Task item →
In this exercise, each record below is to be written out again exactly.

Given records →
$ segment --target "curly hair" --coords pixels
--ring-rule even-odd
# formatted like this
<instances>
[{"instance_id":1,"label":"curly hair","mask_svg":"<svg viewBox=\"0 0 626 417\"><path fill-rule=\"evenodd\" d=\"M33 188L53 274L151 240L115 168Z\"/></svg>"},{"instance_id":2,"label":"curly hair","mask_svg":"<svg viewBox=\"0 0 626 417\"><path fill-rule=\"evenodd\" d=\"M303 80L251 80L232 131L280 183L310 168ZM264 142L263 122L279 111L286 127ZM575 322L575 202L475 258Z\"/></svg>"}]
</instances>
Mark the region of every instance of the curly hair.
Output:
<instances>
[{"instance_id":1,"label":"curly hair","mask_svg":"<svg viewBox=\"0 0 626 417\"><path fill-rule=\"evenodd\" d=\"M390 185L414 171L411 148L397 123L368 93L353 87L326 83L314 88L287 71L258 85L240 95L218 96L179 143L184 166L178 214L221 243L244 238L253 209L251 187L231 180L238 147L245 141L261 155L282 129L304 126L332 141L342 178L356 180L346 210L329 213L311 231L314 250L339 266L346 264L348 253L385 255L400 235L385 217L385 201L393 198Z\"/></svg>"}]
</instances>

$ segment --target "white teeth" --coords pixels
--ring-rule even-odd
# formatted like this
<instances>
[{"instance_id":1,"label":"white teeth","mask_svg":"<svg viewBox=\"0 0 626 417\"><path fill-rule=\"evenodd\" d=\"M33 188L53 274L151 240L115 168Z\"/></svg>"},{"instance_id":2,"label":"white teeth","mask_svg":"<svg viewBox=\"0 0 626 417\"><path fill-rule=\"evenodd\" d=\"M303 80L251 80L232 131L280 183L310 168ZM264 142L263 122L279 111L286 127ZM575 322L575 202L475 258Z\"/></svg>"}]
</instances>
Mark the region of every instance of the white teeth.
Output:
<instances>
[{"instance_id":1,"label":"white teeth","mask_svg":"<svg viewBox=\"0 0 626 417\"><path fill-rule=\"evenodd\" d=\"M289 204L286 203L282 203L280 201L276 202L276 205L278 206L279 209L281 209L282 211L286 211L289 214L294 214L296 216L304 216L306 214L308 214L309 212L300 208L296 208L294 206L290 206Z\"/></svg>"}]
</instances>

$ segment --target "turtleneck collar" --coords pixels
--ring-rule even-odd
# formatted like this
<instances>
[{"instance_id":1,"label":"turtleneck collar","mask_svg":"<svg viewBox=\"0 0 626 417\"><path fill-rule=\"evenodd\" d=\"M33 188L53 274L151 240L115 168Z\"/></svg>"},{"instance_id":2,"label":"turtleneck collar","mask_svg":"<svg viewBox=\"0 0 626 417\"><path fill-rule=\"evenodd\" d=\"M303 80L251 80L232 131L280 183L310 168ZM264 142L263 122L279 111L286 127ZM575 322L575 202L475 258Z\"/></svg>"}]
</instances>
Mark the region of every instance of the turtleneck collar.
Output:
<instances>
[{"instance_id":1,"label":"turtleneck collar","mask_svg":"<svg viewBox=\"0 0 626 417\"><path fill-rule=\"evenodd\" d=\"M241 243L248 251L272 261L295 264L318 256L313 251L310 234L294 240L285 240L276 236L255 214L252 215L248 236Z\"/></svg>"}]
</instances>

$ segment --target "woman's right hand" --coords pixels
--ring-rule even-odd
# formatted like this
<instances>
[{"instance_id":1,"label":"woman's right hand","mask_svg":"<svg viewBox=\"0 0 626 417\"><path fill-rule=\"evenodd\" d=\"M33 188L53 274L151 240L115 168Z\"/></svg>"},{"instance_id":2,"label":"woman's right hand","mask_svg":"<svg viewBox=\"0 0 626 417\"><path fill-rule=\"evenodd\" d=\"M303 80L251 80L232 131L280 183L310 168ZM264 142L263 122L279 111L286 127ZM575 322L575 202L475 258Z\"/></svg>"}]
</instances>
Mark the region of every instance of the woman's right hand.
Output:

Response →
$ segment --target "curly hair" --coords pixels
--ring-rule even-odd
# formatted like this
<instances>
[{"instance_id":1,"label":"curly hair","mask_svg":"<svg viewBox=\"0 0 626 417\"><path fill-rule=\"evenodd\" d=\"M33 188L53 274L151 240L115 168Z\"/></svg>"},{"instance_id":2,"label":"curly hair","mask_svg":"<svg viewBox=\"0 0 626 417\"><path fill-rule=\"evenodd\" d=\"M303 80L251 80L232 131L280 183L310 168ZM264 142L263 122L279 111L286 127ZM575 322L575 202L475 258Z\"/></svg>"}]
</instances>
Mark the region of every instance of the curly hair.
Output:
<instances>
[{"instance_id":1,"label":"curly hair","mask_svg":"<svg viewBox=\"0 0 626 417\"><path fill-rule=\"evenodd\" d=\"M390 185L414 171L411 148L397 123L368 93L353 87L326 83L314 88L287 71L258 85L240 95L218 96L179 143L184 166L178 214L221 243L244 238L253 209L251 187L231 180L238 147L245 141L261 155L282 129L304 126L332 141L342 178L356 180L346 210L329 213L311 231L314 250L339 266L346 264L348 253L385 255L400 235L385 217L385 201L393 198Z\"/></svg>"}]
</instances>

$ segment --target "white teeth" --coords pixels
--ring-rule even-odd
# formatted like this
<instances>
[{"instance_id":1,"label":"white teeth","mask_svg":"<svg viewBox=\"0 0 626 417\"><path fill-rule=\"evenodd\" d=\"M33 188L53 274L151 240L115 168Z\"/></svg>"},{"instance_id":2,"label":"white teeth","mask_svg":"<svg viewBox=\"0 0 626 417\"><path fill-rule=\"evenodd\" d=\"M303 80L251 80L232 131L280 183L310 168ZM264 142L263 122L279 111L286 127ZM575 322L575 202L475 258Z\"/></svg>"}]
</instances>
Mark the region of every instance of the white teeth.
Output:
<instances>
[{"instance_id":1,"label":"white teeth","mask_svg":"<svg viewBox=\"0 0 626 417\"><path fill-rule=\"evenodd\" d=\"M289 204L286 203L282 203L280 201L276 202L276 205L278 206L279 209L281 209L282 211L286 211L289 214L294 214L296 216L304 216L306 214L308 214L309 212L300 208L296 208L294 206L290 206Z\"/></svg>"}]
</instances>

$ segment --target "turtleneck collar" --coords pixels
--ring-rule even-odd
# formatted like this
<instances>
[{"instance_id":1,"label":"turtleneck collar","mask_svg":"<svg viewBox=\"0 0 626 417\"><path fill-rule=\"evenodd\" d=\"M33 188L53 274L151 240L115 168Z\"/></svg>"},{"instance_id":2,"label":"turtleneck collar","mask_svg":"<svg viewBox=\"0 0 626 417\"><path fill-rule=\"evenodd\" d=\"M303 80L251 80L232 131L280 183L310 168ZM264 142L263 122L279 111L286 127ZM575 322L575 202L475 258Z\"/></svg>"}]
</instances>
Mark the region of every instance of the turtleneck collar.
Output:
<instances>
[{"instance_id":1,"label":"turtleneck collar","mask_svg":"<svg viewBox=\"0 0 626 417\"><path fill-rule=\"evenodd\" d=\"M241 243L248 251L272 261L295 264L318 256L313 251L310 234L294 240L285 240L276 236L255 214L252 215L248 236Z\"/></svg>"}]
</instances>

$ segment --target "woman's right hand" --coords pixels
--ring-rule even-odd
# formatted like this
<instances>
[{"instance_id":1,"label":"woman's right hand","mask_svg":"<svg viewBox=\"0 0 626 417\"><path fill-rule=\"evenodd\" d=\"M33 188L53 274L151 240L115 168Z\"/></svg>"},{"instance_id":2,"label":"woman's right hand","mask_svg":"<svg viewBox=\"0 0 626 417\"><path fill-rule=\"evenodd\" d=\"M303 80L251 80L232 131L280 183L310 168ZM264 142L263 122L279 111L286 127ZM575 322L575 202L475 258Z\"/></svg>"}]
</instances>
Mark the region of every instance of the woman's right hand.
Output:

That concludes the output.